╭─ Page extract
The Austin Chronicle

https://www.austinchronicle.com/music/2004-05-14/210886/

Who Gives a Hoot?

By Darcie Stevens, May 14, 2004, Music

When Shawn Jones of comfort popsters Something Happened left Oklahoma City for the live music capital five years ago, he was not met with the open-armed music community he was expecting.

"The music scene here is kind of hard to make friends in at first. It's very cliquey." Anyone swimming in the gut of downtown's nightlife can attest to that. Instead of folding the tent and going home, Jones turned to an Austin institution: the ever-familiar hoot night.

Hoping to create musical comaraderie out of a sporadic web of players, Jones organized a Flaming Lips tribute night under the moniker of Saint Oliver's Head Records.

Hoot nights are nothing new around these parts, of course. Longtime Austinite (now Chicagoan) Michael Hall is rumored to have set the blaze burning in the early Eighties at venues like the Cannibal and Continental clubs.

Jones has simply fanned Hall's flames with successful Pixies, R.E.M., and Smiths hoots, as well as his upcoming Police Hoot Night, incorporating a revolving core of bands like the Gloria Record, Fivehead, and the Bright and Hollow Sky along with surprises like Single Frame's electroclash Smiths deconstructions and OKC's fabulous Fellowship Students.
╰─
[Work instructions]
- 1) In the hoot night article, switch "Oklahoma City" to "Tulsa" and write out everything from "The Austin Chronicle" down to "Oliver's Head Records.".
- 2) Based on the hoot night article, do these statements agree with it? (a) Shawn Jones left Oklahoma City for Austin five years ago. (b) Michael Hall is rumored to have started hoot nights in the early Nineties. (c) Jones organized his Flaming Lips tribute night under the name Saint Oliver's Head Records. For each, answer yes or no and quote the words that decide it.
╭─ Entries shown
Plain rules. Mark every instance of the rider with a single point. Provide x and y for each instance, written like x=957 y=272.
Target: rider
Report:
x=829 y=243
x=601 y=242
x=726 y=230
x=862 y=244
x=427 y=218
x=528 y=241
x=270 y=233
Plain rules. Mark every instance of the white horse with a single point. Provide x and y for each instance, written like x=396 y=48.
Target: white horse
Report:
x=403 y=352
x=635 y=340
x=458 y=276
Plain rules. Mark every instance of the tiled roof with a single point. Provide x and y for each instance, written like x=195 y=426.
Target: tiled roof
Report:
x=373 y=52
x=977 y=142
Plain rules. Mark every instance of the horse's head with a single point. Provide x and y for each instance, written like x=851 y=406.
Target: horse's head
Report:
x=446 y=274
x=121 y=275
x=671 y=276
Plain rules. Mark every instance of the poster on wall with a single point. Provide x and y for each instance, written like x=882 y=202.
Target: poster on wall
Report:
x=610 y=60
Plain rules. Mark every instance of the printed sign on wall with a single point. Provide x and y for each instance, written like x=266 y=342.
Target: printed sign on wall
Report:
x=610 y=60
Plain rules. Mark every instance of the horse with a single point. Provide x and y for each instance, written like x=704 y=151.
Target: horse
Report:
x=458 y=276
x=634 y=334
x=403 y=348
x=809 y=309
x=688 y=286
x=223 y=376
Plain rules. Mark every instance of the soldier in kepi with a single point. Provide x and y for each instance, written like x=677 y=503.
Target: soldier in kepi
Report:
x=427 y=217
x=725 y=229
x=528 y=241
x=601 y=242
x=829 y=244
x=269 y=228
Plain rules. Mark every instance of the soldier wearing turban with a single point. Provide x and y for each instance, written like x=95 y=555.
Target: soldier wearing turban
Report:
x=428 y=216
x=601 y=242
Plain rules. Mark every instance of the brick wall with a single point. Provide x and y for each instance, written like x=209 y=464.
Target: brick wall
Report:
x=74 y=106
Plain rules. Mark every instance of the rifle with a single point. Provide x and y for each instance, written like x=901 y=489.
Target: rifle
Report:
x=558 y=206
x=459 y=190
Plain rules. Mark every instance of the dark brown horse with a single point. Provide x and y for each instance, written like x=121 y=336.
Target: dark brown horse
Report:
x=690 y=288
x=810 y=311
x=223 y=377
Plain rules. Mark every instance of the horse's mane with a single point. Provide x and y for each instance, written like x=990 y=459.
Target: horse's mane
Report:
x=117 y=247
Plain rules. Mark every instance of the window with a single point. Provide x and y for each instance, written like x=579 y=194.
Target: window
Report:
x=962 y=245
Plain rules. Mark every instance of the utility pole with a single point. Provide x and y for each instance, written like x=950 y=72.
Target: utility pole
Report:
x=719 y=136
╰─
[Answer list]
- 1)
The Austin Chronicle

https://www.austinchronicle.com/music/2004-05-14/210886/

Who Gives a Hoot?

By Darcie Stevens, May 14, 2004, Music

When Shawn Jones of comfort popsters Something Happened left Tulsa for the live music capital five years ago, he was not met with the open-armed music community he was expecting.

"The music scene here is kind of hard to make friends in at first. It's very cliquey." Anyone swimming in the gut of downtown's nightlife can attest to that. Instead of folding the tent and going home, Jones turned to an Austin institution: the ever-familiar hoot night.

Hoping to create musical comaraderie out of a sporadic web of players, Jones organized a Flaming Lips tribute night under the moniker of Saint Oliver's Head Records.

- 2)
(a) Yes: "left Oklahoma City for the live music capital five years ago"
(b) No: "is rumored to have set the blaze burning in the early Eighties"
(c) Yes: "Jones organized a Flaming Lips tribute night under the moniker of Saint Oliver's Head Records"